▸ **Short task**
Reproduce word for word everything from the top of the listing below down to and including the line that contains "202,1 -> 875,467".

▸ **Supplied data**
━━━━━━

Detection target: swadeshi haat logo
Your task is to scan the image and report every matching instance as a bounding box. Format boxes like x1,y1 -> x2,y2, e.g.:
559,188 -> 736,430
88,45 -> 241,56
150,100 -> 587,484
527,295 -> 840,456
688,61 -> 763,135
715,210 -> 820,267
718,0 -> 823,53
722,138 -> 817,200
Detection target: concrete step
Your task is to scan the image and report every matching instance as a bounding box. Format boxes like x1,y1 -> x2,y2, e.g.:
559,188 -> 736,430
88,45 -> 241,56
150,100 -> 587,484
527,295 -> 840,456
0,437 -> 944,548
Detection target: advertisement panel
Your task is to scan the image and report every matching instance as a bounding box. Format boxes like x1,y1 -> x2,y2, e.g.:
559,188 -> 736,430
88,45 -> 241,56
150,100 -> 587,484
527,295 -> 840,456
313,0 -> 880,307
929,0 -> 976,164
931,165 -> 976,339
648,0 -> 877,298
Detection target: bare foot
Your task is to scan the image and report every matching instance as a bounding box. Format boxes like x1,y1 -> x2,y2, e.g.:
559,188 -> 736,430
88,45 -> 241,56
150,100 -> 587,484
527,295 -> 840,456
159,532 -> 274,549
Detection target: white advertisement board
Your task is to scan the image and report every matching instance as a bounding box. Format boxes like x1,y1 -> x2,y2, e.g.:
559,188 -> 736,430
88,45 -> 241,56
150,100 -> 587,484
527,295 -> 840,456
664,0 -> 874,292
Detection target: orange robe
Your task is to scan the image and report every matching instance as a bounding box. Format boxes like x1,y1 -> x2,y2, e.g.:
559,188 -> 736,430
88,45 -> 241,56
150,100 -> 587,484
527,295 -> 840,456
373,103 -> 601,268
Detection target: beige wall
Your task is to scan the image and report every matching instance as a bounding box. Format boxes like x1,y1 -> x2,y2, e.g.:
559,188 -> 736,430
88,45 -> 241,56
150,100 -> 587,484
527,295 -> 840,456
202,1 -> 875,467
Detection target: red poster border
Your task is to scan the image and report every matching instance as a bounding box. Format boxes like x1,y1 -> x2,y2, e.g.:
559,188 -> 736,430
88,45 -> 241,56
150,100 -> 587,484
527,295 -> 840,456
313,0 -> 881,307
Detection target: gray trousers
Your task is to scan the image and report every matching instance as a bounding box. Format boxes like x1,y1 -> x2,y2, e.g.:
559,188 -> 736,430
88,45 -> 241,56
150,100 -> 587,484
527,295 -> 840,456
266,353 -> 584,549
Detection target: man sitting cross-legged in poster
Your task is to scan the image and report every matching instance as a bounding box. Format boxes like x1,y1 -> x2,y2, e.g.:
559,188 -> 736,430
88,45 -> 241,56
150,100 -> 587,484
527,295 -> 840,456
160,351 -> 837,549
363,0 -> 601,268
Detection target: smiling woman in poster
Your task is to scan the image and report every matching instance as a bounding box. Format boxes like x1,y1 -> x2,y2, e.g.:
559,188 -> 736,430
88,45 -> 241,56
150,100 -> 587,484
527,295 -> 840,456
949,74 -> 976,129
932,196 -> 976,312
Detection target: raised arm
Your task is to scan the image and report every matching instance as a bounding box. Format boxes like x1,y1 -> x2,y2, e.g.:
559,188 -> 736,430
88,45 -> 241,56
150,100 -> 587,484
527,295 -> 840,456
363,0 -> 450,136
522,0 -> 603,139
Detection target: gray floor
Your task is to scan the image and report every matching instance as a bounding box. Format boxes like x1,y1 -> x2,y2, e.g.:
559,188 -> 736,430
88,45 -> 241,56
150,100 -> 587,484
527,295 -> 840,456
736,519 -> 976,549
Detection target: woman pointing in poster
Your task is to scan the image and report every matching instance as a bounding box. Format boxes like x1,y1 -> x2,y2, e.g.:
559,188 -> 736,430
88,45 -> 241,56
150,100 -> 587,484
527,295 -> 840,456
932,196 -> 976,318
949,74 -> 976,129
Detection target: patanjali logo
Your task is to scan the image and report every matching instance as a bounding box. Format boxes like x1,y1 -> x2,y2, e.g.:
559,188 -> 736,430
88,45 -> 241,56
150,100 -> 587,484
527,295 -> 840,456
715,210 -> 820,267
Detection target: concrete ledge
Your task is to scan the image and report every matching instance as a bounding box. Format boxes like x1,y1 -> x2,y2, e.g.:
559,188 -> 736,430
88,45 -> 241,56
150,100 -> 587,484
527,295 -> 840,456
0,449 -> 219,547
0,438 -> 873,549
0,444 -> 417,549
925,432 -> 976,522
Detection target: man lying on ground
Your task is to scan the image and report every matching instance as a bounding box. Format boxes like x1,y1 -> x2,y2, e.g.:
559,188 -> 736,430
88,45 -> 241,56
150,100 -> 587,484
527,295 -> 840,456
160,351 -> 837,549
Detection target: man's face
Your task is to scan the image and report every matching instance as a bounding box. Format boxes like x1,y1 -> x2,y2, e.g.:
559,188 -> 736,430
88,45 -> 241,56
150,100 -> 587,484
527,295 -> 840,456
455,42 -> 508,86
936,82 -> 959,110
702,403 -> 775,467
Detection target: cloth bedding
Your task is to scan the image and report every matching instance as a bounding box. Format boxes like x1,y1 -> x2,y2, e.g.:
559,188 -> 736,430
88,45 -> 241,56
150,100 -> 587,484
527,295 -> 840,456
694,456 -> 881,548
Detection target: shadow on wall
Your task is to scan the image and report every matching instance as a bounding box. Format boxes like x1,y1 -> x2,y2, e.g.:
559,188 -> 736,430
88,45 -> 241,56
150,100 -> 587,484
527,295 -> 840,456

━━━━━━

▸ **Response to the task**
Detection target: swadeshi haat logo
Your task is to scan the image and report every matching instance as a bounding box. Format boxes like x1,y1 -> x2,y2, e.g.:
559,188 -> 736,430
88,45 -> 241,56
150,100 -> 587,484
527,295 -> 840,456
688,61 -> 763,135
715,210 -> 820,267
718,0 -> 823,53
722,138 -> 817,200
Detection target: concrete step
Your task is to scan the image and report every matching instance as a bounding box. Format boxes like x1,y1 -> x2,y2, e.g.:
559,188 -> 736,430
88,45 -> 241,56
150,100 -> 587,484
527,295 -> 840,456
0,437 -> 944,548
Detection target: advertisement panel
Your task is to scan the image and report every matching instance as a bounding box. Format boxes like x1,y1 -> x2,y2, e.g.:
559,188 -> 736,430
88,45 -> 241,56
150,100 -> 587,484
527,295 -> 840,456
313,0 -> 880,307
929,0 -> 976,164
931,165 -> 976,339
648,0 -> 877,298
Detection target: bare foot
Your task is to scan the image and report every matching instance as a bounding box. Format boxes like x1,y1 -> x2,y2, e.g.:
559,188 -> 736,430
88,45 -> 241,56
150,100 -> 587,484
527,295 -> 840,456
159,532 -> 274,549
Detection target: white advertisement board
Your task is to scan the image and report every matching instance as a bounding box. Format boxes like x1,y1 -> x2,y2, e.g.:
559,188 -> 736,430
88,45 -> 241,56
150,100 -> 587,484
527,295 -> 840,456
664,0 -> 874,292
Detection target: orange robe
Your task is to scan the image and report every matching instance as a bounding box. Format boxes like x1,y1 -> x2,y2, e.g.:
559,188 -> 736,430
88,45 -> 241,56
150,100 -> 587,484
527,295 -> 840,456
373,103 -> 601,268
Detection target: beige wall
Your task is to scan the image and report every matching instance as a bounding box. Format boxes like x1,y1 -> x2,y2, e.g.:
559,188 -> 736,430
88,45 -> 241,56
150,100 -> 587,484
527,295 -> 840,456
202,1 -> 875,467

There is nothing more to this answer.